TASK DIRECTIONS: Reproduce every one of the entries below word for word, with no changes.

++++

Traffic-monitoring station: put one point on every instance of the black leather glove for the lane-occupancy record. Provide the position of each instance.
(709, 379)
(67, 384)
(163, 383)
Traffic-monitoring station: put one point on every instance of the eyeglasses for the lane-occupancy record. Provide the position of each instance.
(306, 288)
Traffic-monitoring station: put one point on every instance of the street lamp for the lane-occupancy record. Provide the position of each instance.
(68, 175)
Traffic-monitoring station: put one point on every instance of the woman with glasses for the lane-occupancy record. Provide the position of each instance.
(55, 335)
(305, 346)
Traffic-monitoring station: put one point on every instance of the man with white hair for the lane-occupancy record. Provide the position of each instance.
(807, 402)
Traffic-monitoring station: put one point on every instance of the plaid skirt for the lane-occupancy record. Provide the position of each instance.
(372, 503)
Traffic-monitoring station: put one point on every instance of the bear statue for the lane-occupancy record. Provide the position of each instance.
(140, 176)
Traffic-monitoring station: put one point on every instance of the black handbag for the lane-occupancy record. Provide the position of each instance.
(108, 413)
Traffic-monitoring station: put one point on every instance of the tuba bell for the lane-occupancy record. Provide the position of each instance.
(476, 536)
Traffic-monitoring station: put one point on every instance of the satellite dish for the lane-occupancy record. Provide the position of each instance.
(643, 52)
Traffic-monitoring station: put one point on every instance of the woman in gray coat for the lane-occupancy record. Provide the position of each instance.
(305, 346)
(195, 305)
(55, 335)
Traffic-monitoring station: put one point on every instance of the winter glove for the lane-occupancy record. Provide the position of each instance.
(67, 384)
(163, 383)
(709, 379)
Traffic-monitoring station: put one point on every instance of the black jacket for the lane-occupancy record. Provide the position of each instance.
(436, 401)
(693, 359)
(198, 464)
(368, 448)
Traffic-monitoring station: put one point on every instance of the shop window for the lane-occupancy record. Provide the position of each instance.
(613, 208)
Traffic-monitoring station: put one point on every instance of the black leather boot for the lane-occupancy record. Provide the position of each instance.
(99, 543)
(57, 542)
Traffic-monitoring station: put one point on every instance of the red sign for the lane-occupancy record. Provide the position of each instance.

++++

OUTPUT OF THE TASK:
Traffic-monitoring station: put one point on every instance of the black leather glove for the lane-occupancy record. Provide the position of each instance.
(709, 379)
(67, 384)
(163, 383)
Traffic-monitoring station: put one point on every instance of the eyeglasses for the lane-occupancy record. Provide the position of each instance.
(306, 288)
Traffic-monitoring station: put one point on every instance of the street lamp for the lane-occupancy record. Provide the position of each instance.
(68, 175)
Traffic-monitoring station: put one point on every instance of the woman with glasses for the lane-occupancy record. Provide the position of each instance.
(55, 335)
(305, 346)
Traffic-monitoring station: put one point on every instance of the man with white hair for the lane-occupancy record. Provide the position of each instance.
(807, 402)
Traffic-monitoring station: put one point on every instance of the plaid skirt for the lane-occupancy record. Provide the position of each instance.
(372, 503)
Traffic-monitoring station: put one point on every instance of the bear statue for the lane-occupancy record. Provide the position of each instance.
(140, 176)
Traffic-monitoring station: put one point on every instance of the black handbag for the lane-occupancy record. Provide the position of each instance.
(108, 413)
Traffic-monitoring station: put one point on every instance of the tuba bell for the lane-occupancy record. Provide the position of each instance.
(476, 536)
Traffic-monitoring station: put one point on every instance of the satellite dish for the lane-occupancy record. Provide the position of each instance.
(643, 52)
Traffic-monitoring station: put one point on every instance of the woman in gray coat for the lane-occupancy record. Provide the position of each instance.
(305, 346)
(195, 305)
(55, 335)
Traffic-monitoring station: put one point on every instance of the winter glove for the lane-occupancy record. Provide the position of each instance.
(67, 384)
(163, 383)
(709, 379)
Traffic-monitoring station: put one point on every instance of the black jacket for the lane-occupancy record. Provide the position of each instance.
(436, 401)
(693, 359)
(198, 464)
(368, 448)
Traffic-monitoring station: put one point on every instance of the shop window for the lane-occupancy record. Provide the position of each instance.
(613, 208)
Traffic-monitoring station: put one point on every instance of the black leather boot for the lane-occupancy record. Provide the position of each instance.
(99, 543)
(57, 542)
Traffic-monitoring station: put one point on every instance of the red sign for the lane-occupancy record. Provide the position of each instance.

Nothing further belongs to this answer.